- _WHAT YOU ARE ASKED TO DO_:
All that is needed is an exact repetition of the lines from the one containing "Target: upright leaf" through the final line of the material, without pictures.

- _RECORDS SUPPLIED_:
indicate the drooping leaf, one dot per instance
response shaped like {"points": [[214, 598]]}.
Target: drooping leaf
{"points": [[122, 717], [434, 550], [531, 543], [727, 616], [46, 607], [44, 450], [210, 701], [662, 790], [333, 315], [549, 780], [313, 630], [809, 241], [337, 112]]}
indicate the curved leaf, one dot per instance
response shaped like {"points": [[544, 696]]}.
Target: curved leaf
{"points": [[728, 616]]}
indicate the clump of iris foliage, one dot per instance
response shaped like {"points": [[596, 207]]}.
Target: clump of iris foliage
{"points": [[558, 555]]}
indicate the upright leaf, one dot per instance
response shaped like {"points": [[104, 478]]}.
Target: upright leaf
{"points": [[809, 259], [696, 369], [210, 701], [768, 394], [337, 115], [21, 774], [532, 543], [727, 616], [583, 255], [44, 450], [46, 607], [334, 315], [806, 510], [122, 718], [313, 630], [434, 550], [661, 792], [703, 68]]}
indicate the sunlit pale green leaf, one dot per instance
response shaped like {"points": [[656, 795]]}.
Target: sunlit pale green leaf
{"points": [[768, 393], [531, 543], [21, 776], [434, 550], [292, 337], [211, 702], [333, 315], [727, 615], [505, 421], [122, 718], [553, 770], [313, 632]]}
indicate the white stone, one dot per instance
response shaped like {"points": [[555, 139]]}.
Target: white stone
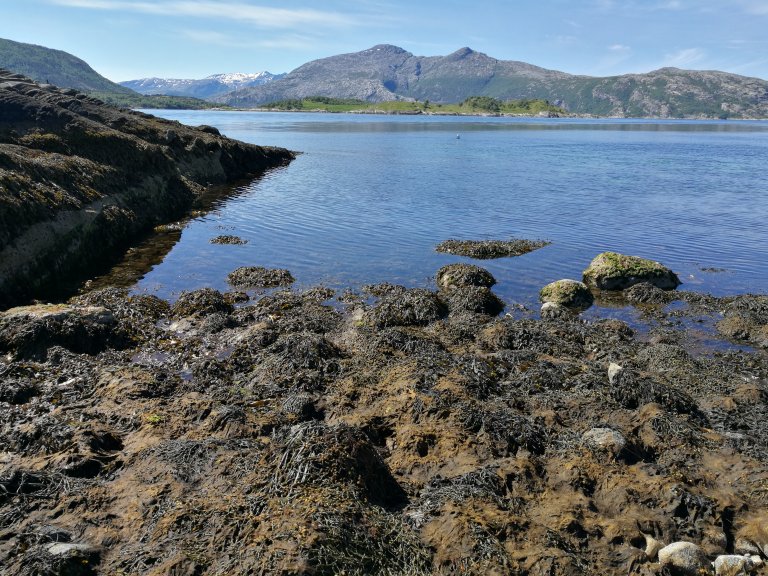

- _WRITTEN RESPONSE_:
Target: upright leaf
{"points": [[809, 259], [696, 369], [210, 701], [768, 394], [337, 115], [21, 774], [532, 543], [727, 616], [583, 255], [44, 450], [46, 607], [334, 315], [806, 510], [122, 718], [313, 630], [434, 550], [661, 792], [703, 68]]}
indicate the sunlit pale green leaf, one dot per instance
response shaped like {"points": [[656, 795]]}.
Target: sunlit pale green leaf
{"points": [[768, 393], [531, 543], [21, 776], [434, 550], [292, 337], [211, 702], [333, 315], [727, 615], [505, 421], [122, 718], [553, 770], [313, 632]]}
indicate the white stone, one dot per instance
response shaped like {"points": [[555, 139]]}.
Target: white stone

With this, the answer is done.